[Exercise objective]
The output is the lines below from the one with "Locate the curved" through the one with "pixel 96 73", both included, printed exactly and with no other line.

[Input material]
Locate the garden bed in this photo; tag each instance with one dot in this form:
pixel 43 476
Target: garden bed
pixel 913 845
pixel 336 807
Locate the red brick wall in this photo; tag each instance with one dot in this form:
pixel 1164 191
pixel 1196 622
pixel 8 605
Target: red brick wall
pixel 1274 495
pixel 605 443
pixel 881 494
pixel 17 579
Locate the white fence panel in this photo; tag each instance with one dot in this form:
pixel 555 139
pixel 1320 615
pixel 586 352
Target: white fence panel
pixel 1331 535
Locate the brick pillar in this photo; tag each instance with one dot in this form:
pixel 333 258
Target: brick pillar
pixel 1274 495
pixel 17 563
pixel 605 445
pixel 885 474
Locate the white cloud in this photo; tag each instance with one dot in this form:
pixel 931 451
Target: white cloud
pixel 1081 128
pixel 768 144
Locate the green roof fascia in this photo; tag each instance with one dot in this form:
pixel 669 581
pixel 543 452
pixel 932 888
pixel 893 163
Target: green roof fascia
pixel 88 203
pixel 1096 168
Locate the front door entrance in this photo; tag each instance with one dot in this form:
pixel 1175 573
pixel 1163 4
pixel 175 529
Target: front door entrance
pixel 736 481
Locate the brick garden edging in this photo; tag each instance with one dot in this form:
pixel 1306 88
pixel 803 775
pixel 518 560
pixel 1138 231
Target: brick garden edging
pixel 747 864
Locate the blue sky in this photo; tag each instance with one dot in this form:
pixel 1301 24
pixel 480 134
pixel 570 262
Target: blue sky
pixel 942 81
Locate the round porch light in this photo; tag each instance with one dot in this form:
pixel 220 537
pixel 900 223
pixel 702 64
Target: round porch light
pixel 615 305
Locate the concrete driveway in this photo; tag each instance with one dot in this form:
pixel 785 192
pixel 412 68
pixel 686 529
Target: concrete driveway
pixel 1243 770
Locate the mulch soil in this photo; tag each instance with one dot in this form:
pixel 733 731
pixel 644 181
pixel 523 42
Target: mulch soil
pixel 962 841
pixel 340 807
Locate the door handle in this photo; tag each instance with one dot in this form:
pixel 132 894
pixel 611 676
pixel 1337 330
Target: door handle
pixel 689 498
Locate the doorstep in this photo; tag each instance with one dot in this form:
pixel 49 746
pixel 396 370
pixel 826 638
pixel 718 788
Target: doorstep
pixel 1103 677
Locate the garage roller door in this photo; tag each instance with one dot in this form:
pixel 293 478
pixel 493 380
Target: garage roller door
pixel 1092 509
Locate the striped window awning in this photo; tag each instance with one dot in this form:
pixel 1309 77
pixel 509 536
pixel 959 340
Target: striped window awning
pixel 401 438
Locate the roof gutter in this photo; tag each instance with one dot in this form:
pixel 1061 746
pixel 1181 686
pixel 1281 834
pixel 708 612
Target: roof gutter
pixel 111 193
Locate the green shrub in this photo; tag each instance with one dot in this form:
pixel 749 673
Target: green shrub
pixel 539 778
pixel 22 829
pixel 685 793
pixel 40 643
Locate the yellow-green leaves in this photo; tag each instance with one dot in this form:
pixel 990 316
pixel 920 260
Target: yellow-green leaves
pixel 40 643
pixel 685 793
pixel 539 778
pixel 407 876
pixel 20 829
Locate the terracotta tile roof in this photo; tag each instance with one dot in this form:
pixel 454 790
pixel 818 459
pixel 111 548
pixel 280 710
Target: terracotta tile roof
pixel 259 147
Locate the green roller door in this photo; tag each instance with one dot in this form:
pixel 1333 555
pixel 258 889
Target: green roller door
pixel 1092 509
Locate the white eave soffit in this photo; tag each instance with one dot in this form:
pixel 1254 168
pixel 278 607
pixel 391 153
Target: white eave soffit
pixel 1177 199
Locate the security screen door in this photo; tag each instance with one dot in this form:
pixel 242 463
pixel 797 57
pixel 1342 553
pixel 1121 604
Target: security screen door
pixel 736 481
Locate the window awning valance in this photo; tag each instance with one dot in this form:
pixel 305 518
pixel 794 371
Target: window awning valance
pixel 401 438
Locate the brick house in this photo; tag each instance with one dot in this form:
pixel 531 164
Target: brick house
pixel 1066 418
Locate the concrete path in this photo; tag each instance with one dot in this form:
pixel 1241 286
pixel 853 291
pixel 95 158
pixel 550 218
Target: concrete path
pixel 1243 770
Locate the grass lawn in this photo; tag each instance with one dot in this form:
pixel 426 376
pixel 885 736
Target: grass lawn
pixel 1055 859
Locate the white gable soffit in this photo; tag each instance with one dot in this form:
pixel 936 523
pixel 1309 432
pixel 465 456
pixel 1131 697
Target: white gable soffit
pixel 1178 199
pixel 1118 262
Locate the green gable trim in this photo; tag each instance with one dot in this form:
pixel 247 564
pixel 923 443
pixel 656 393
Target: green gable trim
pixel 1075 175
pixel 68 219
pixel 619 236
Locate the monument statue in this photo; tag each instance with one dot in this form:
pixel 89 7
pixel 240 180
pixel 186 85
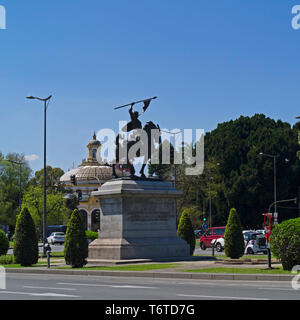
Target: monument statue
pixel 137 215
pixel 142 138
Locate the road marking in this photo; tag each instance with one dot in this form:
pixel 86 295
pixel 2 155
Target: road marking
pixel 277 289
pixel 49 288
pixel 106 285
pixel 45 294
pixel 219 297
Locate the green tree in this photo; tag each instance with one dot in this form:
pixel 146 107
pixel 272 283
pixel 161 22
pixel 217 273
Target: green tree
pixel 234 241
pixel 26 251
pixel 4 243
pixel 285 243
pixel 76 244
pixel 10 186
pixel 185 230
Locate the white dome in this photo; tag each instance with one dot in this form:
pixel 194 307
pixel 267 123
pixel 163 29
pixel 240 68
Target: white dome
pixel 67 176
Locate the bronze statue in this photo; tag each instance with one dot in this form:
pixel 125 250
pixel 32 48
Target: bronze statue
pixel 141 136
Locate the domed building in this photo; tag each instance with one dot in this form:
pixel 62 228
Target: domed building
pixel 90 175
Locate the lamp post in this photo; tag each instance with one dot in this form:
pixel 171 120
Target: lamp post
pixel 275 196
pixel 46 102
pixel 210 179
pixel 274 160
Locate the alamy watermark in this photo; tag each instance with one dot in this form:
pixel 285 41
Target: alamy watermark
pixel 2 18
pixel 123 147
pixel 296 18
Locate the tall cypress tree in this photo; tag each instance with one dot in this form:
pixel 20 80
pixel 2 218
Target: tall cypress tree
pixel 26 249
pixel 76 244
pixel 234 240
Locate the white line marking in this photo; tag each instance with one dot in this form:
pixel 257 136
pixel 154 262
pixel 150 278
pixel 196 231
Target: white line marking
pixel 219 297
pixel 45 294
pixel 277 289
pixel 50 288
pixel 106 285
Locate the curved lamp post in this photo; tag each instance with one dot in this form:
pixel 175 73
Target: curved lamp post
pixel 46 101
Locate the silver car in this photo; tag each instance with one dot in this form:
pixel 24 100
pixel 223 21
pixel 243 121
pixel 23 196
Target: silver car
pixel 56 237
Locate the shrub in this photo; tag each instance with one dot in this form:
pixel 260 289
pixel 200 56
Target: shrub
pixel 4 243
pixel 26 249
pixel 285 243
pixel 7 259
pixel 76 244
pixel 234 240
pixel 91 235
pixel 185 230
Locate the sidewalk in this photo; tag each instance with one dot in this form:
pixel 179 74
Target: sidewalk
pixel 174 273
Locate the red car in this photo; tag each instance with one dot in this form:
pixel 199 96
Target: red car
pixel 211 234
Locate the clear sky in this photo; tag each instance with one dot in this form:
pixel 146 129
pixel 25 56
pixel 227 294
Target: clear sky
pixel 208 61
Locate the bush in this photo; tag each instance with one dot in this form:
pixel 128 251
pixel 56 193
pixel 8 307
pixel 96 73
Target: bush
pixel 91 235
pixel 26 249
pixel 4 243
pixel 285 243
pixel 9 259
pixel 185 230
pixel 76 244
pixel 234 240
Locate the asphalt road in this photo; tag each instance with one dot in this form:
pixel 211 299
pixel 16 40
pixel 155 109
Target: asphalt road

==

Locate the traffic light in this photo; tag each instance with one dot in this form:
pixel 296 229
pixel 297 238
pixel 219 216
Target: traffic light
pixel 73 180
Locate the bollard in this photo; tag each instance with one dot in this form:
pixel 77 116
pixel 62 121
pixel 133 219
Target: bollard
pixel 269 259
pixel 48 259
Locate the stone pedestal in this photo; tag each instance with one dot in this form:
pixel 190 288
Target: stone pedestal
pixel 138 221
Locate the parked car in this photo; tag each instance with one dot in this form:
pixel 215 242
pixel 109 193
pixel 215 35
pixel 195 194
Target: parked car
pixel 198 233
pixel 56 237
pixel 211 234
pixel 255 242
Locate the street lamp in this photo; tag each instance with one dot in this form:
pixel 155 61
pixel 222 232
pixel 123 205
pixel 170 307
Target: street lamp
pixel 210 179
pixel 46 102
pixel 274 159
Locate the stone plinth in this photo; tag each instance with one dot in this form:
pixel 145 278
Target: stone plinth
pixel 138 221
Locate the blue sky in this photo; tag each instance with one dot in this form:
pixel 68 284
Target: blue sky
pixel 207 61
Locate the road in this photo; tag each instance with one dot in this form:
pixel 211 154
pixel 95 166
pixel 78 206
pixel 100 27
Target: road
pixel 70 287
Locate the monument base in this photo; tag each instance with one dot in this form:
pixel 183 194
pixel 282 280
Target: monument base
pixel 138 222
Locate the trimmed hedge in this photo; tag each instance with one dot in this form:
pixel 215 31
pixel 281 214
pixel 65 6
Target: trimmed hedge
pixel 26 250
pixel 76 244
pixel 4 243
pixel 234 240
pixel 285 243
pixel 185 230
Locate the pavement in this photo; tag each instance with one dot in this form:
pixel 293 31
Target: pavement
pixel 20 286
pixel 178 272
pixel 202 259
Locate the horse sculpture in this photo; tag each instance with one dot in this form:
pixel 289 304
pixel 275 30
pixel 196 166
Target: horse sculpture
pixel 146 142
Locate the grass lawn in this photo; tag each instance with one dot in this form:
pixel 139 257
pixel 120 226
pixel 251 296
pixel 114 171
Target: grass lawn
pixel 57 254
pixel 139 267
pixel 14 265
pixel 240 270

[Your solution]
Locate the curved lamp post in this photo; tag each instance with one dot in this form:
pixel 175 73
Target: curved lamp post
pixel 46 101
Locate the silver car in this photo; tag each instance with one dot in this form:
pixel 24 100
pixel 223 21
pixel 243 121
pixel 23 196
Target: silver car
pixel 56 237
Locate the shrub in this photo; tag each instance with one dot in this form:
pixel 260 289
pixel 200 56
Target: shrub
pixel 4 243
pixel 26 249
pixel 285 243
pixel 7 259
pixel 76 244
pixel 234 240
pixel 91 235
pixel 185 230
Locate the sidewalk in this photo; tag each instance with one dot in this form:
pixel 179 74
Target: sidewalk
pixel 174 273
Locate the red car in this photo; tag each instance with one dot in this form:
pixel 199 96
Target: red car
pixel 211 234
Locate the clear sky in this photo; tag each instance with one dot in this form:
pixel 146 129
pixel 25 56
pixel 227 294
Target: clear sky
pixel 208 61
Locate the bush in this photo; tag each instance with one dot in this form:
pixel 128 251
pixel 56 193
pixel 8 307
pixel 96 73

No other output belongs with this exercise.